*Instructions for the task*
Please begin at the line that has "point: one pixel per instance, each like <point>179,59</point>." and stop after the line that has "<point>161,9</point>", writing out each of those lines again, requests included. Scale every point coordinate in the answers by 2.5, rounding to whole numbers with halves going up, and leave the requests and their sample points unchanged.
** START OF Data to use **
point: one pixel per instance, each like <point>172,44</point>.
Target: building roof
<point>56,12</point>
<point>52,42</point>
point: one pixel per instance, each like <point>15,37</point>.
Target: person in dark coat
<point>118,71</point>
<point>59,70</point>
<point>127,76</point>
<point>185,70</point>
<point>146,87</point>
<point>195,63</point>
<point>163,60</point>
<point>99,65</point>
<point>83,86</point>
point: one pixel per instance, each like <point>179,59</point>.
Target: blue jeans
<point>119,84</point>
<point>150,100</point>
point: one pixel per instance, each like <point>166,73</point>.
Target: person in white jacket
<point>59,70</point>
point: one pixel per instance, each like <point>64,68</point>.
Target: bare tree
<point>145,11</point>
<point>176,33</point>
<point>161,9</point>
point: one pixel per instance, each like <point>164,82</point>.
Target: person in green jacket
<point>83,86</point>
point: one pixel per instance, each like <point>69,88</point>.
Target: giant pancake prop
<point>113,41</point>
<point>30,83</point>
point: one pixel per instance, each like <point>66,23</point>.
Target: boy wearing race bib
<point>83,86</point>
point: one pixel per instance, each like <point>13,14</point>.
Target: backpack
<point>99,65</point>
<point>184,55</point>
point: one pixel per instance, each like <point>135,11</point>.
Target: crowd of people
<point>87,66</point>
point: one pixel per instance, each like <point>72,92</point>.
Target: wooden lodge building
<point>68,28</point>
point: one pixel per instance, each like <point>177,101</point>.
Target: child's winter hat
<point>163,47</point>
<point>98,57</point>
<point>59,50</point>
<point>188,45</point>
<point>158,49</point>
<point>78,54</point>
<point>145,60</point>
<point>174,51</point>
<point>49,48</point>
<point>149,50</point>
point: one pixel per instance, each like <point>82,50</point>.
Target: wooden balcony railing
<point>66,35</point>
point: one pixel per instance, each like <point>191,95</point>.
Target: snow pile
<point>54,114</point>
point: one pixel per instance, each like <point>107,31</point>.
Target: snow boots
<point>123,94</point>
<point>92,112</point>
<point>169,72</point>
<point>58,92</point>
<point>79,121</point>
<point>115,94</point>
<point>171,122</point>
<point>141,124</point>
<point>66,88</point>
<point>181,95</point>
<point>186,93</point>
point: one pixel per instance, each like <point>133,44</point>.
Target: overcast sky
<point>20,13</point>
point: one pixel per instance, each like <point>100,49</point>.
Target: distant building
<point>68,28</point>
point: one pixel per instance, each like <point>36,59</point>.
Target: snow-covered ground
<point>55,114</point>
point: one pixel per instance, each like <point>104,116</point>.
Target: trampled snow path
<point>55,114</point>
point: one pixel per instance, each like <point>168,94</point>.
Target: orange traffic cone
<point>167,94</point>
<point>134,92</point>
** END OF Data to use **
*Task answer*
point: one pixel per instance, each like <point>179,59</point>.
Target: blue jeans
<point>298,210</point>
<point>375,250</point>
point: one pixel per instance, each like <point>166,73</point>.
Target: person in white jacket
<point>148,175</point>
point: one pixel per instance, each like <point>64,68</point>.
Target: bare tree
<point>363,28</point>
<point>440,83</point>
<point>403,23</point>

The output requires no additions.